PROVIDED DATA:
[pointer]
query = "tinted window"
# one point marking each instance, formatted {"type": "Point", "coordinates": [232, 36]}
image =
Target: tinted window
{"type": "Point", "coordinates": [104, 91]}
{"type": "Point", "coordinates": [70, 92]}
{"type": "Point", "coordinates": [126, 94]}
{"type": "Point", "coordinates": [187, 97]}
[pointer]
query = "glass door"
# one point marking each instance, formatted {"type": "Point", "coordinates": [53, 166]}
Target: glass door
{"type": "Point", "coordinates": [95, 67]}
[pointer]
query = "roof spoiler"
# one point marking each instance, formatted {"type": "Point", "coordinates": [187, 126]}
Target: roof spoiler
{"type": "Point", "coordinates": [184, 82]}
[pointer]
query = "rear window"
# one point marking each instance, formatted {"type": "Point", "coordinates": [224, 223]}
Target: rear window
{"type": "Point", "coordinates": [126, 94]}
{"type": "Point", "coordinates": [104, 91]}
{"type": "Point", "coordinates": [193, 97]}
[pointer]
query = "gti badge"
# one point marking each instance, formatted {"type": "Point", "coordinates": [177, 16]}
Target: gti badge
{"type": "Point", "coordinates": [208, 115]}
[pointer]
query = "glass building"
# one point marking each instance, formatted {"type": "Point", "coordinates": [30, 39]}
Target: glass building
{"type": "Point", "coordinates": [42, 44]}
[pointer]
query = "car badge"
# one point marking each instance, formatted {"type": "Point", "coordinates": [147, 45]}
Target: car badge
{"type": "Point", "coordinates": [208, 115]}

WORK TO BE COMPLETED:
Output every row above again, character for character, with no changes.

COMPLETE RESPONSE:
[pointer]
query = "tinted window"
# one point marking each instance, formatted {"type": "Point", "coordinates": [232, 36]}
image =
Target: tinted window
{"type": "Point", "coordinates": [104, 91]}
{"type": "Point", "coordinates": [70, 92]}
{"type": "Point", "coordinates": [126, 94]}
{"type": "Point", "coordinates": [187, 97]}
[pointer]
query = "glass door"
# one point marking each instance, formatted {"type": "Point", "coordinates": [53, 166]}
Target: glass door
{"type": "Point", "coordinates": [95, 67]}
[pointer]
query = "roof spoiler"
# one point marking each instance, formatted {"type": "Point", "coordinates": [187, 126]}
Target: roof spoiler
{"type": "Point", "coordinates": [184, 82]}
[pointer]
query = "rear window"
# one point marking each instance, formatted {"type": "Point", "coordinates": [224, 223]}
Target: rear window
{"type": "Point", "coordinates": [126, 94]}
{"type": "Point", "coordinates": [104, 91]}
{"type": "Point", "coordinates": [193, 97]}
[pointer]
query = "gti badge"
# one point marking each instance, formatted {"type": "Point", "coordinates": [177, 16]}
Target: gti badge
{"type": "Point", "coordinates": [208, 115]}
[pointer]
query = "glass building"
# one point marking each instance, formatted {"type": "Point", "coordinates": [30, 39]}
Target: glass building
{"type": "Point", "coordinates": [42, 44]}
[pointer]
query = "car badge"
# one point marking each instance, formatted {"type": "Point", "coordinates": [147, 45]}
Target: car badge
{"type": "Point", "coordinates": [208, 115]}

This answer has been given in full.